> _What the task asks_: Omit every picture and return the rest of the data unaltered.

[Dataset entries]
[Start of Attachment]

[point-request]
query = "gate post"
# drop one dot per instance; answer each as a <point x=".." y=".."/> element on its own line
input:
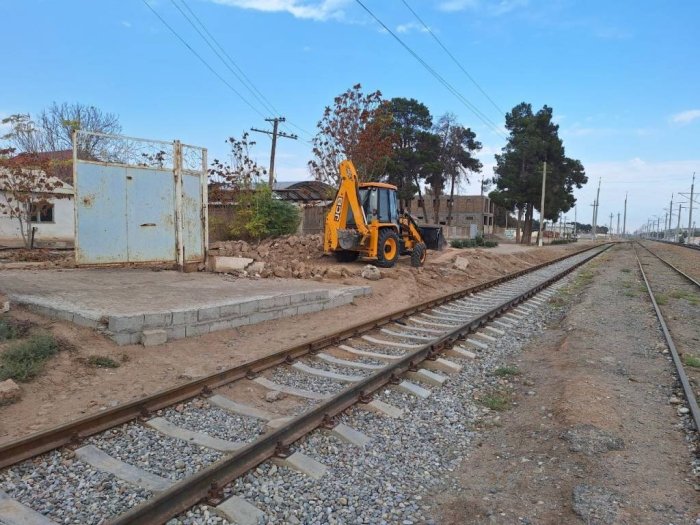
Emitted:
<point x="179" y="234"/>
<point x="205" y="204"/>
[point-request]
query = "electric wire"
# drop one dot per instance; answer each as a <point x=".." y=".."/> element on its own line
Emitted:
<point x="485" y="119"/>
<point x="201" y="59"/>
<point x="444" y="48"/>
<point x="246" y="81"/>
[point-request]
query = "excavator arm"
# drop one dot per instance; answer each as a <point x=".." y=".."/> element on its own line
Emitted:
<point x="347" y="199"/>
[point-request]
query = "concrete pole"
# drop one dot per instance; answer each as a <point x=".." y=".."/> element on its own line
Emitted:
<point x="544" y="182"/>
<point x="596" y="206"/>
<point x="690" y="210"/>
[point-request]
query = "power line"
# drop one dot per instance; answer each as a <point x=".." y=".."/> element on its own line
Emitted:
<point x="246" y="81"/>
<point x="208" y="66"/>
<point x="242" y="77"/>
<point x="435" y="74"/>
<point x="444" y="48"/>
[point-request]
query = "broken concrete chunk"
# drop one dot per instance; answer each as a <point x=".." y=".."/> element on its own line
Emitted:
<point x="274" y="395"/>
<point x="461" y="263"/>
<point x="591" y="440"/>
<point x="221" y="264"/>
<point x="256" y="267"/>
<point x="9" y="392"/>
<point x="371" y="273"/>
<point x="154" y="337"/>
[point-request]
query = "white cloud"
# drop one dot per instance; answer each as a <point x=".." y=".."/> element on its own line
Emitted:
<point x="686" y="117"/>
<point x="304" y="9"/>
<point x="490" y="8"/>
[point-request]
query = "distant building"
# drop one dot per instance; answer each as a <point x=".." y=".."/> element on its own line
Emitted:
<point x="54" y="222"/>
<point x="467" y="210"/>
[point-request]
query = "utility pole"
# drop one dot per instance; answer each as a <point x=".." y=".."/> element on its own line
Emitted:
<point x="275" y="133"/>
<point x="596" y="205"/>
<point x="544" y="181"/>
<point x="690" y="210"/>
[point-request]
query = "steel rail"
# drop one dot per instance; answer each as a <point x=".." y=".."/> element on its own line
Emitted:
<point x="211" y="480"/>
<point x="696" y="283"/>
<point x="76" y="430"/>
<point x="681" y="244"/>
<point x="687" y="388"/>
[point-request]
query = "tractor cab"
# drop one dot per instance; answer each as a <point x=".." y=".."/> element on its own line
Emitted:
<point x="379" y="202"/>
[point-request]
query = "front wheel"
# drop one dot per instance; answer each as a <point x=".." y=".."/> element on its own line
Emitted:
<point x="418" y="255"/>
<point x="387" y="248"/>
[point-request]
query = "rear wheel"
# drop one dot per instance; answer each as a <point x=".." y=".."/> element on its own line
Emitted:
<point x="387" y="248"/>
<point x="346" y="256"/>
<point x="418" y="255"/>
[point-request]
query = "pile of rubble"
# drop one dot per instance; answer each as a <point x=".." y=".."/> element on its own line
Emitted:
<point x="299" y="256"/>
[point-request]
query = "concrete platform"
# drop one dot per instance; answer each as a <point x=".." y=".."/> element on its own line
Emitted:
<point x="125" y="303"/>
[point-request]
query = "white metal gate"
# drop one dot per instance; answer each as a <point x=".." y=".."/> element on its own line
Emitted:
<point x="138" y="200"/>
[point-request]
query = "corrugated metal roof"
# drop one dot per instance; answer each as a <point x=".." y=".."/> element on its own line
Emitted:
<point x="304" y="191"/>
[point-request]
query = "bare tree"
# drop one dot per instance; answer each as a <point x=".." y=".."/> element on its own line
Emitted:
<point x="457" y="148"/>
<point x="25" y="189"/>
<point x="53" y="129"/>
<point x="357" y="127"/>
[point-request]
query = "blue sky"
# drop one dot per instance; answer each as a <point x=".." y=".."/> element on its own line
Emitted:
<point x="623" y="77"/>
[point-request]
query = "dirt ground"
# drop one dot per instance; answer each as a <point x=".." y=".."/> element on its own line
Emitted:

[End of Attachment]

> _Your response_:
[point-request]
query = "gate post"
# drop one dot per instance; answer each as a <point x=".." y=".."/> element on its own line
input:
Emitted:
<point x="179" y="234"/>
<point x="205" y="204"/>
[point-request]
query = "electric wire"
# drop one dot per instance; answer each as a <point x=".." y=".."/> element on its own line
Emitted:
<point x="485" y="119"/>
<point x="201" y="59"/>
<point x="444" y="48"/>
<point x="246" y="81"/>
[point-request]
query = "excavator arm"
# drop one dot per instance; answer each as a <point x=".." y=".."/> element on its own line
Emitted:
<point x="347" y="199"/>
[point-request]
query = "concrete pole"
# drop one dot per instance; answer each as a <point x=".." y=".."/> element on its own line
Emitted:
<point x="544" y="182"/>
<point x="596" y="206"/>
<point x="690" y="210"/>
[point-request]
query = "power line"
# drop one dot per instance; answer each as a <point x=".." y=".."/> element on its own line
Emitted:
<point x="246" y="81"/>
<point x="208" y="66"/>
<point x="242" y="77"/>
<point x="435" y="74"/>
<point x="444" y="48"/>
[point-request]
query = "broken concrete chunk"
# drop one dot per instance; answer each as a <point x=".." y=".."/> element on its own line
Emitted:
<point x="274" y="395"/>
<point x="461" y="263"/>
<point x="591" y="440"/>
<point x="221" y="264"/>
<point x="256" y="267"/>
<point x="9" y="392"/>
<point x="371" y="273"/>
<point x="154" y="337"/>
[point-request]
query = "white cloud"
# drop one dot per instance; answer each as a <point x=".." y=".."/> element on its own line
Emitted:
<point x="686" y="117"/>
<point x="304" y="9"/>
<point x="490" y="8"/>
[point-request]
query = "distant building"
# drop one dot per instance; answer each as a <point x=".." y=".."/> element on its own line
Emitted:
<point x="54" y="222"/>
<point x="467" y="210"/>
[point-request]
query = "utility pole"
# drop one dot per instance; answer each as a <point x=".." y=".."/> element on its own line
Emitted:
<point x="275" y="133"/>
<point x="596" y="205"/>
<point x="544" y="181"/>
<point x="690" y="210"/>
[point-request]
query = "steel rail"
# drop one dot per instance; answer each as a <point x=".." y=".."/> element on its own line
Emitted:
<point x="211" y="480"/>
<point x="696" y="283"/>
<point x="76" y="430"/>
<point x="681" y="244"/>
<point x="687" y="388"/>
[point-request]
query = "tractor cab"
# drop one dot per instance; answer each as a <point x=".." y=".."/> element on its own line
Emitted:
<point x="379" y="202"/>
[point-request]
query = "front wheel"
# drop one dot per instance; answer each as a <point x=".." y=".."/> element on its own line
Emitted:
<point x="418" y="255"/>
<point x="387" y="248"/>
[point-request]
query = "rear wheel"
# drop one dot per instance; answer each as a <point x=".." y=".."/> element on its own line
Emitted:
<point x="387" y="248"/>
<point x="346" y="256"/>
<point x="418" y="255"/>
[point-request]
query = "pile of rubble"
# drop one dot per instance; answer each as a <point x=".." y=".."/> element on its own line
Emitted:
<point x="299" y="256"/>
[point-request]
query = "concrete platform"
# drop one dot per instance; answer each as a <point x=".." y=".."/> element on its own line
Emitted:
<point x="125" y="303"/>
[point-request]
query = "white metal gate"
# drop one dot per instance; answer each as a <point x=".." y=".."/> element on its own line
Emitted:
<point x="138" y="200"/>
[point-request]
query = "corrugated metal roof"
# drop one dot per instance; answer each as a <point x=".." y=".."/> element on its own line
Emitted:
<point x="304" y="191"/>
[point-request]
query = "bare tree"
# drop one dot per instance; answer each as a <point x=".." y=".."/> element on its own line
Emitted:
<point x="457" y="148"/>
<point x="25" y="189"/>
<point x="53" y="129"/>
<point x="357" y="127"/>
[point-request]
query = "blue sky"
# drop one dot per instance; answer each as a <point x=".." y=".."/> element on its own line
Emitted:
<point x="623" y="77"/>
[point-request]
query = "dirt ground"
# drop one dot per instance; answer each as a <point x=".." y=".."/> element on its own line
Emitted:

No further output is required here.